● DOCUMENT SEGMENT
※

Morphogenesis of filaments growing in flexible confinements

TL;DR

This paper investigates how elastic filaments grow within flexible confinements, revealing diverse morphologies and phase transitions influenced by material and geometric properties through experiments and simulations.

Contribution

It introduces a comprehensive phase diagram and order parameters for morphogenesis of growing filaments in deformable confinements, a largely unexplored area.

Findings

Identification of four distinct morphological phases

Development of a phase diagram based on bifurcation analysis

Proposal of four order parameters for phase transitions

Abstract

Space-saving design is a requirement that is encountered in biological systems and the development of modern technological devices alike. Many living organisms dynamically pack their polymer chains, filaments or membranes inside of deformable vesicles or soft tissue like cell walls, chorions, and buds. Surprisingly little is known about morphogenesis due to growth in flexible confinements - perhaps owing to the daunting complexity lying in the nonlinear feedback between packed material and expandable cavity. Here we show by experiments and simulations how geometric and material properties lead to a plethora of morphologies when elastic filaments are growing far beyond the equilibrium size of a flexible thin sheet they are confined in. Depending on friction, sheet flexibility and thickness, we identify four distinct morphological phases emerging from bifurcation and present the corresponding phase diagram. Four order parameters quantifying the transitions between these phases are proposed.

※

● EXTRACTED MATERIAL
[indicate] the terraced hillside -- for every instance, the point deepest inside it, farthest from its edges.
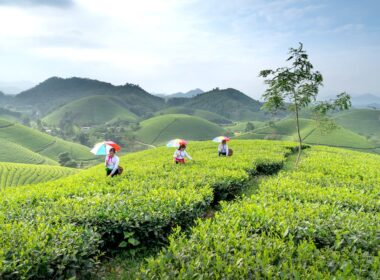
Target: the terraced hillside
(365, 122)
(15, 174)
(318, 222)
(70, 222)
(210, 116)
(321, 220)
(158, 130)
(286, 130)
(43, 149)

※

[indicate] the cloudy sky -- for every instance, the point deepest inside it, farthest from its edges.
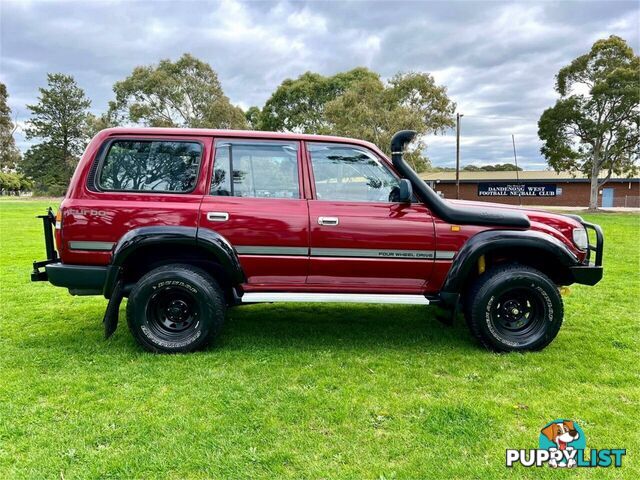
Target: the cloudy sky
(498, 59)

※

● EXPLORE THE MATERIAL
1. In the filament morphogenesis summary, which three factors determine the morphological phase that appears?
2. Using the filament morphogenesis summary, explain why so little may be known about shape formation caused by growth in flexible confinements.
3. List every kind of structure that, according to the filament morphogenesis summary, living organisms pack inside deformable vesicles or soft tissue.

● ANSWERS PER TASK
1. Friction, sheet flexibility and sheet thickness.

2. The summary suggests this may be due to the daunting complexity of the nonlinear feedback between the packed material and the expandable cavity.

3. Polymer chains, filaments and membranes.